◆ STATED GOAL A:
In the blog post about the Madoff book, what is the full title of the book that the writer declines to review?
◆ STATED GOAL B:
Write a continuation of the blog post about the Madoff book, starting after its final sentence.
***** EXTRACT PROVIDED *****
I take back what I said about the Madoff book and here’s why / Learning how to not be a bitch

by Morgan on December 12, 2011

The thing is, I vehemently support the publication of seriously critical (now usually dubbed simply “negative,”) book reviews. I think a revival of the intelligent, well-written, hard-hitting review –the one that sparks a lively give-and-take between writer and readers, the one that makes you want to run out and buy the book simply to debate or engage with the reviewer, think Trilling, Updike, Fiedler, Macdonald et al — can save print journalism and reinvigorate literary (not to mention cultural) discourse in this country. That is my political belief.

But then there’s just wasting your time. See, I promised I’d review Truth and Consequences: Life Inside the Madoff Family here, but I’m reneging. The book is really very poorly written; while my assertions about the real-life characters in the book stand inasmuch as I think they’re interesting and compelling as literary characters, the writing is so wincingly bad that it was hard for me to remember why I was reading the book.

You know that thing in biographies where the writer goes, “Franklin Roosevelt gazed out the picture window on that cold, frosty first morning in January , spindly fingers gripping a cup of tea, and sighed to himself,” and you think: how the hell would the writer know that?! Well, I often forgive this kind of filling-in of detail in the service of good writing. Capote, etc. But Sandell’s  book effectively barfs all over that tradition by writing prose reminiscent of romance novels. Here’s the very first passage, Chapter One:

“Catherine moved through the living room , trying to find her shoes. They were black patent-leather lace-up Gucci booties, and she planned to wear them to her fiancée, Andrew’s office Christmas party that night, but everything she owned was hidden in boxes.”
***** LISTED RECORDS *****
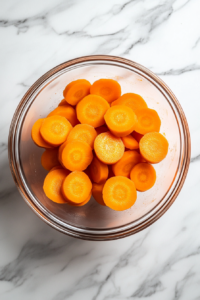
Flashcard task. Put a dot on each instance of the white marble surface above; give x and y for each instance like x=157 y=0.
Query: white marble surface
x=161 y=262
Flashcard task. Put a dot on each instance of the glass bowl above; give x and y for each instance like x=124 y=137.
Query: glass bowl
x=93 y=221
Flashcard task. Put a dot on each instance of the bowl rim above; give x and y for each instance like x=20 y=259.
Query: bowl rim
x=99 y=235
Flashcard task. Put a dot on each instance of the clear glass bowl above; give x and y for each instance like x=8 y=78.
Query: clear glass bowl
x=92 y=221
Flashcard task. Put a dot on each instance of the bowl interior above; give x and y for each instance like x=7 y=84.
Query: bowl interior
x=93 y=216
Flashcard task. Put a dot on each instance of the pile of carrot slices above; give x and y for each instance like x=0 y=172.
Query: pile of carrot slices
x=101 y=143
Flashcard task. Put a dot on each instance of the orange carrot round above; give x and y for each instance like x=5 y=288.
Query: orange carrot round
x=101 y=129
x=36 y=136
x=62 y=102
x=52 y=185
x=153 y=147
x=148 y=121
x=80 y=204
x=76 y=156
x=121 y=120
x=84 y=133
x=108 y=148
x=60 y=149
x=76 y=91
x=55 y=130
x=119 y=193
x=98 y=171
x=76 y=187
x=134 y=101
x=109 y=89
x=67 y=112
x=49 y=159
x=97 y=192
x=91 y=110
x=144 y=176
x=124 y=166
x=130 y=142
x=137 y=136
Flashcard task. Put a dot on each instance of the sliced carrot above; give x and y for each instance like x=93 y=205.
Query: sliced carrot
*****
◆ FINAL RESULT A:
Truth and Consequences: Life Inside the Madoff Family

◆ FINAL RESULT B:
And I kept reading! I read the whole thing! And the problem is that the freedoms that Sandell takes — the inevitable filling-in of detail to flesh out the narrative — are usually vapid and rely on name dropping of couture brands and NYC hot spots. Even when emotions are addressed, they’re of the near-meaningless cliché  variety: her heart sank, blood rushed to her head, she felt her world crashing down around her ad nauseam you get it.

Sigh. Do I sound snarky? Inevitably, I’ll get emails saying so. Maybe that’s why I’m not going ahead with a full review here: because I haven’t yet figured out how to pull off that feat that I so fervently wish to see recalled into the national dialogue. I don’t know how to not be a bitch. Or, how not to care when people ultimately decide that I am. I’m sure Laurie Sandell is a lovely woman, but I think she wrote a pretty bad book.

No: I’m sure Laurie Sandell is a lovely woman AND I think she wrote a pretty bad book. There’s a difference.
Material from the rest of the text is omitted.